──────── Data for this task

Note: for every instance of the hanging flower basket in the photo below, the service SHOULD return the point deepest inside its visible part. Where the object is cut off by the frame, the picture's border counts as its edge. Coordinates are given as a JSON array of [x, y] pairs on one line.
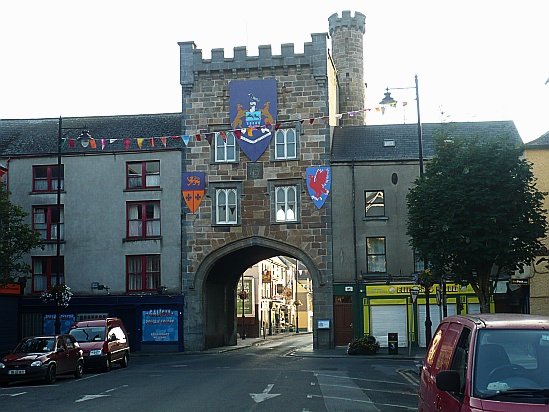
[[425, 278], [58, 294], [366, 345]]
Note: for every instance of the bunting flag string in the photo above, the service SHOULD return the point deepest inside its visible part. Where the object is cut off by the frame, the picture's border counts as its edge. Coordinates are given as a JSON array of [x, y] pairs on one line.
[[238, 133]]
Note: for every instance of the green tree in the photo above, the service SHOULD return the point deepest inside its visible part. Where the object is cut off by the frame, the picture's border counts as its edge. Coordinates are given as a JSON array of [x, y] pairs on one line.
[[476, 213], [17, 239]]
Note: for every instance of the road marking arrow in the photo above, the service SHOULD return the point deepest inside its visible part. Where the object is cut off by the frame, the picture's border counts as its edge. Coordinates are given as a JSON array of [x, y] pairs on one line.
[[260, 397], [90, 397]]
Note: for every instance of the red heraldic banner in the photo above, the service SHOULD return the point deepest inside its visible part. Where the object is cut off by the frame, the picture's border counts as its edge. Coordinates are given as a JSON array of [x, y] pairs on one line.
[[192, 188]]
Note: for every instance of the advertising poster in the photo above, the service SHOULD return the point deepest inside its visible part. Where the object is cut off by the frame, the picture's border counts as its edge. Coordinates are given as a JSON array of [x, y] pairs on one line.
[[160, 325], [249, 302]]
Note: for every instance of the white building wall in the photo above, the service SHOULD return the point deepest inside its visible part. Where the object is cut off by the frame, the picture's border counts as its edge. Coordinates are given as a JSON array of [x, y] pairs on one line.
[[94, 199]]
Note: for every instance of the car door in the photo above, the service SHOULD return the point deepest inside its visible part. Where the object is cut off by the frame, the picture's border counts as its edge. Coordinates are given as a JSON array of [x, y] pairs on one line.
[[453, 401]]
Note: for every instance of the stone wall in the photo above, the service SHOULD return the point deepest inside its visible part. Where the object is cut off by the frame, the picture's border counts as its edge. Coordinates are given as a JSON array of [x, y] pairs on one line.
[[302, 89]]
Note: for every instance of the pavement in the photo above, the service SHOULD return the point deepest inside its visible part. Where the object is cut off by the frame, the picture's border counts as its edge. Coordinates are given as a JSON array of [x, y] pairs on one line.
[[413, 353]]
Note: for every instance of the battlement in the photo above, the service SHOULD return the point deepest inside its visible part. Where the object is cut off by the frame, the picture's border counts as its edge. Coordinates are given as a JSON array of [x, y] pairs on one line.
[[314, 54], [336, 22]]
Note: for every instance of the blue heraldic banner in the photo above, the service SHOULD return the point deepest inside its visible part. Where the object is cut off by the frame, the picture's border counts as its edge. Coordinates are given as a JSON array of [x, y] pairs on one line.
[[253, 114]]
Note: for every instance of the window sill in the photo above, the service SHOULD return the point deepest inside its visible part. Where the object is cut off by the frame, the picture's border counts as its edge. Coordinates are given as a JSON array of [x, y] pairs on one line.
[[144, 189], [374, 218], [140, 239], [45, 192]]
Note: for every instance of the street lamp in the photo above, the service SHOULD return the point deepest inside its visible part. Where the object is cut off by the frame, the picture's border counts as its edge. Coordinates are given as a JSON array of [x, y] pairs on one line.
[[84, 136], [388, 100]]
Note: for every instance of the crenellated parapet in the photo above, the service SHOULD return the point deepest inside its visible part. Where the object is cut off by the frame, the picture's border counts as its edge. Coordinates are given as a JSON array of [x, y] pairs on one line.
[[358, 21], [193, 64]]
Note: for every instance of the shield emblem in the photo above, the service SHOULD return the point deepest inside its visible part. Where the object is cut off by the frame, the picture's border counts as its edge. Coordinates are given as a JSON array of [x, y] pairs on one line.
[[192, 189], [318, 184], [253, 113]]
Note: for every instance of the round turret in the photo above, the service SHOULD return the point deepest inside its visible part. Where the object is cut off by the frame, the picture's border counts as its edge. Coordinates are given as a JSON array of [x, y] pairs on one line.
[[347, 34]]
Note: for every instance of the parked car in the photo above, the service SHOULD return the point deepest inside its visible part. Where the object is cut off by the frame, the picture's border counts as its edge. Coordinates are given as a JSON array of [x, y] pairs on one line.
[[42, 357], [487, 362], [104, 342]]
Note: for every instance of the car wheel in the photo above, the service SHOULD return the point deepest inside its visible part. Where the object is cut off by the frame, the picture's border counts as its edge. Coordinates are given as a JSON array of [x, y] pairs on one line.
[[107, 365], [124, 361], [51, 374], [79, 372]]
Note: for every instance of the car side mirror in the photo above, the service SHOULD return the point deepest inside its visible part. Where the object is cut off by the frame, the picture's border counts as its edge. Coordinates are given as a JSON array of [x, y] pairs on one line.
[[448, 381]]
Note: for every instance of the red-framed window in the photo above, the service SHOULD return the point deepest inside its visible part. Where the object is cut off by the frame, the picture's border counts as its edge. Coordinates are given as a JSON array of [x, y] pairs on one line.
[[44, 220], [44, 178], [140, 175], [44, 272], [143, 219], [143, 273]]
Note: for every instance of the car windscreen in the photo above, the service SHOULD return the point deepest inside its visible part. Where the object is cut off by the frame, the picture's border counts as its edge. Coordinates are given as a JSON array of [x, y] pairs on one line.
[[36, 345], [89, 334], [510, 359]]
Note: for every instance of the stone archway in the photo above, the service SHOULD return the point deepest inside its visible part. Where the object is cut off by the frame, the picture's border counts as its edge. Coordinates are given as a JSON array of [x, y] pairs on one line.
[[210, 295]]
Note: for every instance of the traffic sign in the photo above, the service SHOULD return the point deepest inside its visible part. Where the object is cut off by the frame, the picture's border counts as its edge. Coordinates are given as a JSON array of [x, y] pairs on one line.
[[519, 281], [413, 294]]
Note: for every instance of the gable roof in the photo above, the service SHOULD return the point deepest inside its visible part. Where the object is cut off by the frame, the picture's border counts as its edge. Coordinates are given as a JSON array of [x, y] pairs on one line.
[[39, 136], [541, 142], [397, 142]]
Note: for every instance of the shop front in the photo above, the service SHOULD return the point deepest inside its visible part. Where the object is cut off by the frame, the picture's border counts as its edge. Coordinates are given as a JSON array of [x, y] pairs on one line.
[[394, 309]]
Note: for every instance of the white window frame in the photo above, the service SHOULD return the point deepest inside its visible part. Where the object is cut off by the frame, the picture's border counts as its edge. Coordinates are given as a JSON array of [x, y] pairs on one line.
[[374, 257], [225, 198], [286, 207], [283, 142], [224, 146]]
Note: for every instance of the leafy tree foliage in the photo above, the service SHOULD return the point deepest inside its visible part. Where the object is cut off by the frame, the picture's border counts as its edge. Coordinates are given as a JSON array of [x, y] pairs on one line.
[[476, 212], [17, 239]]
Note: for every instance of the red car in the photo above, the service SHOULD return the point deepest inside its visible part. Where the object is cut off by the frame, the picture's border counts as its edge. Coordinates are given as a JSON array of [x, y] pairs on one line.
[[42, 357], [487, 362]]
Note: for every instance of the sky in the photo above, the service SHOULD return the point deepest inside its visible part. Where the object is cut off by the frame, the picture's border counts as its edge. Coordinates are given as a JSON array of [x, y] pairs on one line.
[[475, 60]]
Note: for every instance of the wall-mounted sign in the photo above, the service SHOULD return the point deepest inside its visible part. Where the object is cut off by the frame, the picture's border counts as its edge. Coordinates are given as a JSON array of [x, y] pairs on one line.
[[192, 189], [519, 281], [318, 184], [160, 325], [253, 112], [323, 324]]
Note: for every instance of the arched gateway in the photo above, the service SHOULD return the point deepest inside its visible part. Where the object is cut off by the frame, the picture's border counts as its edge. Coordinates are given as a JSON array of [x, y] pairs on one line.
[[210, 297]]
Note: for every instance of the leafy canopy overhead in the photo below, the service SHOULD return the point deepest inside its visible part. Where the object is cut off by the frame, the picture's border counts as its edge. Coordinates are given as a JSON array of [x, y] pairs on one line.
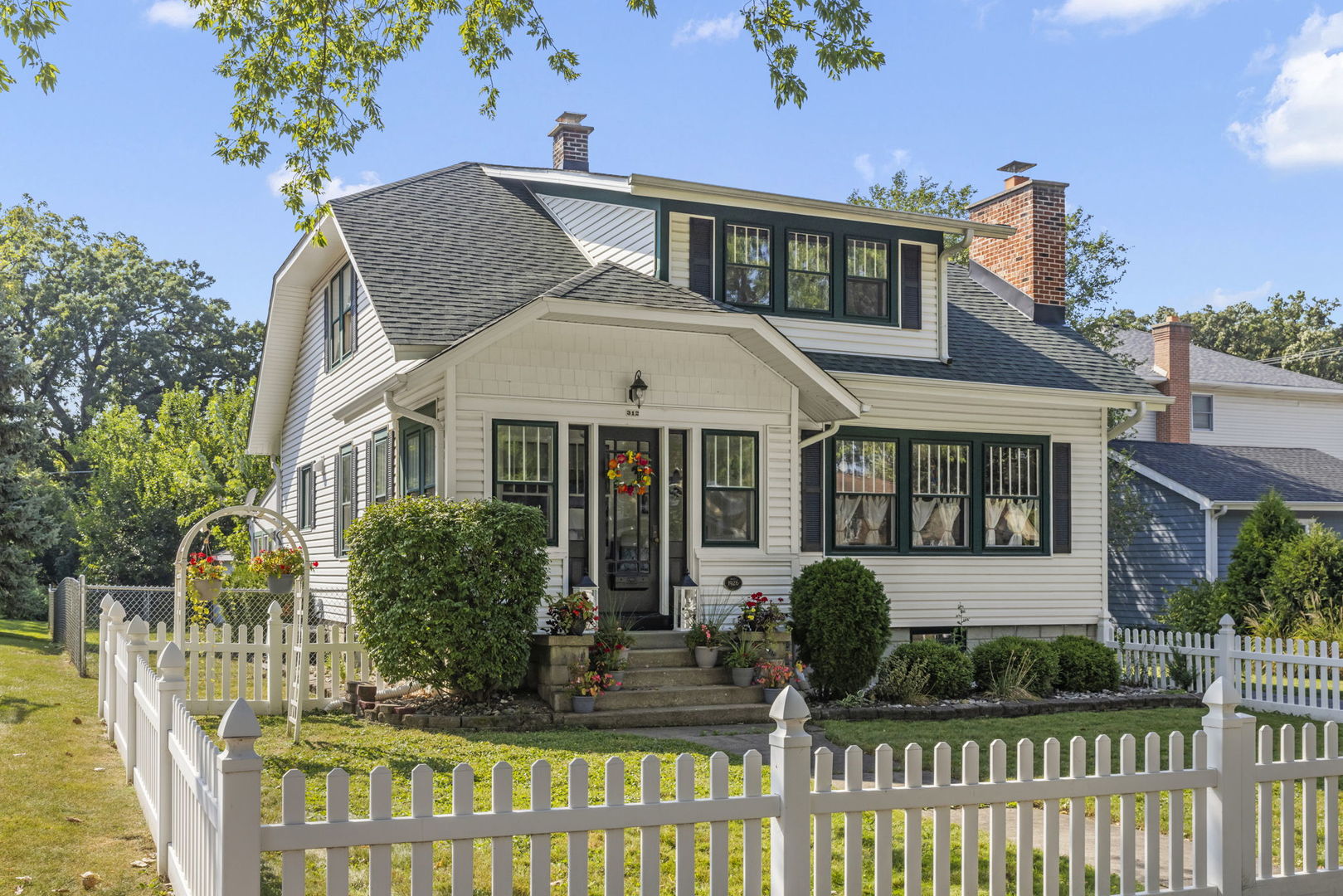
[[308, 71]]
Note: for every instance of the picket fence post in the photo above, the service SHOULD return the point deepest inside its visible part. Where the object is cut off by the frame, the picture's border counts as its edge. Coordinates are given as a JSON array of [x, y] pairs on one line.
[[137, 645], [238, 841], [1230, 802], [790, 779]]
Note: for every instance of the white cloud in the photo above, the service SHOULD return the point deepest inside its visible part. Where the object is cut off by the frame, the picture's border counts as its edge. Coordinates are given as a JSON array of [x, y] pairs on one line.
[[1302, 123], [336, 187], [1128, 14], [175, 14], [715, 30]]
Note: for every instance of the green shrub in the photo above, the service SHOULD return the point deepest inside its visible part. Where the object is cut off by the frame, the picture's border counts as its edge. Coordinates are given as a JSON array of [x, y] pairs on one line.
[[1034, 663], [1085, 665], [841, 624], [446, 592], [950, 672]]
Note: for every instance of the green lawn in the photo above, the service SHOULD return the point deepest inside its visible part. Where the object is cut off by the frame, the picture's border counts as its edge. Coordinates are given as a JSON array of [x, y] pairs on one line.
[[49, 778]]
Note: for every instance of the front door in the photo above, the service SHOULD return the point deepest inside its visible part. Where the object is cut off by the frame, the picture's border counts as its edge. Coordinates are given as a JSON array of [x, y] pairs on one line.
[[630, 546]]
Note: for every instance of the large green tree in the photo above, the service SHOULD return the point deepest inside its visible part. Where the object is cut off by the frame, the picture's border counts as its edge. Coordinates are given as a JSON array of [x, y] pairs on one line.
[[154, 477], [1095, 260], [308, 71], [102, 323]]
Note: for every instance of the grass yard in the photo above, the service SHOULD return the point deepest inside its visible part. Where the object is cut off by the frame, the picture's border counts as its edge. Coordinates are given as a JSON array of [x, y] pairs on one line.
[[49, 778]]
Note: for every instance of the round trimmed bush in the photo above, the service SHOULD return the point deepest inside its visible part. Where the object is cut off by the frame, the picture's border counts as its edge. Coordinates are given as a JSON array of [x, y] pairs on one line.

────────────────

▶ **Problem details**
Write out the lines above word for word, starting at the very first one and ending at the one that contains "[[260, 397], [90, 397]]", both included. Leave the pictures out.

▶ **Expected answer**
Note: for every instance of the hanging flower basket in the photo below, the service SHOULD return the point deepest inside its visible part. Where the object is cut off by the frame, the picture's border counts as its edge. Coordinates are given as a JSON array of [x, y] pairs on one line.
[[425, 278], [58, 294], [366, 345]]
Note: for every instance of the bunting flag string in the photo above, the service SHOULD return the point deepest inside its visible part. Where the object is cut off by the frame, the picture's border counts as its edge. Coordinates are given as a JSON array of [x, y] pairs on one line.
[[238, 133]]
Note: for every instance of the green tree in the photo above, the service SHOULD return the point deepest inside its visible part. Where the object is cut off by the frame, the picture's border counts as its edge. Coordinates are given as a JSON array of [x, y] pairs on one line.
[[476, 213], [17, 239]]
Note: for every instance of the road marking arrow in the photo above, the service SHOULD return the point deepest inside its visible part. Where the object is cut off by the frame, the picture's border counts as its edge. Coordinates are given as a JSON array of [x, y] pairs on one line.
[[260, 397], [90, 397]]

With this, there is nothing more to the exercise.